-- start of INPUT FOR THIS TASK --

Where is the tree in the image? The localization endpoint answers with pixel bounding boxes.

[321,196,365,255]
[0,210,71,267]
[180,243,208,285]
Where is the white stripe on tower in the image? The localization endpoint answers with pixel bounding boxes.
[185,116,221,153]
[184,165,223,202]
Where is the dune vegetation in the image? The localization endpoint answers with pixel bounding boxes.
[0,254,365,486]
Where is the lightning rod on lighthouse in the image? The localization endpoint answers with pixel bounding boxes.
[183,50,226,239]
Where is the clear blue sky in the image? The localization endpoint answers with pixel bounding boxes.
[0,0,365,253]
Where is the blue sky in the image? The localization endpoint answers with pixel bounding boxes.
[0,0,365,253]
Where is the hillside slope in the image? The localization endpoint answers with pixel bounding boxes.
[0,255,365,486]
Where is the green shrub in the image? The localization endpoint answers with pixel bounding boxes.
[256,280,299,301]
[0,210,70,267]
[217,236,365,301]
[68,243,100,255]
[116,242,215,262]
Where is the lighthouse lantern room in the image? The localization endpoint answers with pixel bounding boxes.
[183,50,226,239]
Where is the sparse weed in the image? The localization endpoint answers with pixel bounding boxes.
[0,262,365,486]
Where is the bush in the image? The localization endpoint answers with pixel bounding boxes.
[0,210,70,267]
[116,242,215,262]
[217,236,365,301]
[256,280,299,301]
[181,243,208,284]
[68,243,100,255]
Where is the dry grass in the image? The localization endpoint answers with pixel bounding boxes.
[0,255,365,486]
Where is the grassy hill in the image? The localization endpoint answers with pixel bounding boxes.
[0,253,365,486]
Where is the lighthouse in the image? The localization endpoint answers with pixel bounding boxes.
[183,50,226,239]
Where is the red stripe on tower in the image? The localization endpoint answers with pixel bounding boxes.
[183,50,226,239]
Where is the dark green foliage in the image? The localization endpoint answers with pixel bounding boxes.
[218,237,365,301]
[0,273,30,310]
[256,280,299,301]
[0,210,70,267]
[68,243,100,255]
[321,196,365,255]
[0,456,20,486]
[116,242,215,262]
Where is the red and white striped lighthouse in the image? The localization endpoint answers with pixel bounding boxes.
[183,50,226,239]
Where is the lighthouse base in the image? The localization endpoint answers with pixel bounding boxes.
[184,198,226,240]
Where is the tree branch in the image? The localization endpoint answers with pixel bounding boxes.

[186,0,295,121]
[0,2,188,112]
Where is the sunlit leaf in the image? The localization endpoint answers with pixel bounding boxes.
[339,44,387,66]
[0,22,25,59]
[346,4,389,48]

-- end of INPUT FOR THIS TASK --

| WHAT YOU ARE ASKED TO DO |
Please write out all of the data above, reproducing every line without any changes.

| FINAL ANSWER |
Where is the tree in the image? The localization endpoint answers with pixel bounding boxes.

[321,196,365,255]
[0,210,71,267]
[180,243,208,285]
Where is the white stripe on tower in the image? The localization endpoint answers with pixel bounding boxes.
[185,116,221,153]
[184,165,223,202]
Where is the dune vegetation in the image? The localization endpoint answers with pixel bounding boxes.
[0,254,365,486]
Where is the lightning rod on lighthouse in the image? The localization endpoint answers with pixel bounding boxes.
[183,50,226,239]
Where is the clear blue sky in the image? The localization endpoint answers with pixel bounding boxes.
[0,0,365,253]
Where is the blue sky in the image? The localization endpoint answers with pixel bounding boxes.
[0,0,365,253]
Where is the hillside slope in the image? The localization endpoint answers with pixel bounding boxes.
[0,255,365,486]
Where is the green shrub in the image? The localization endpoint answers with pixel bounding boxes.
[256,280,299,301]
[0,210,70,267]
[217,236,365,301]
[68,243,100,255]
[116,242,215,262]
Where is the lighthouse lantern room in the image? The localization endpoint answers with pixel bounding boxes.
[183,50,226,239]
Where is the sparse weed in the image? The localization endpoint answers with pixel bounding boxes.
[0,262,365,486]
Where is the bush in the image? The localization endpoint answers with pixel bounding boxes.
[0,210,70,267]
[116,242,215,262]
[217,236,365,301]
[256,280,299,301]
[181,243,208,284]
[68,243,100,255]
Where is the dry grass in the image? The localization endpoint answers with pixel bounding boxes.
[0,255,365,486]
Where is the grassy hill in the image? The localization endpoint answers with pixel bounding boxes.
[0,253,365,486]
Where is the lighthouse in the image? The localization endpoint answers with pixel bounding boxes.
[183,50,226,239]
Where is the red stripe on tower in the image? The localization endpoint answers with pixel bounding boxes.
[183,50,226,239]
Where is the dark green foliage in the image? The localization endpoint answers with pixel bounding boxes.
[218,237,365,301]
[0,273,30,310]
[256,280,299,301]
[0,210,70,267]
[68,243,100,255]
[321,196,365,255]
[0,456,20,486]
[116,242,215,262]
Where is the red and white striped lighthouse in the image? The localization endpoint answers with pixel bounding boxes.
[183,50,226,239]
Where is the lighthouse base in the image? The localization endpoint answers with pixel bounding boxes.
[184,198,226,240]
Where is the tree branch in the image? The localization endpoint answers with pixel bounding boxes.

[186,0,295,121]
[0,2,188,112]
Where is the sunlit leaf in the image? The localization endpoint answers with pixel bounding boxes.
[339,44,387,66]
[0,22,25,59]
[346,4,389,48]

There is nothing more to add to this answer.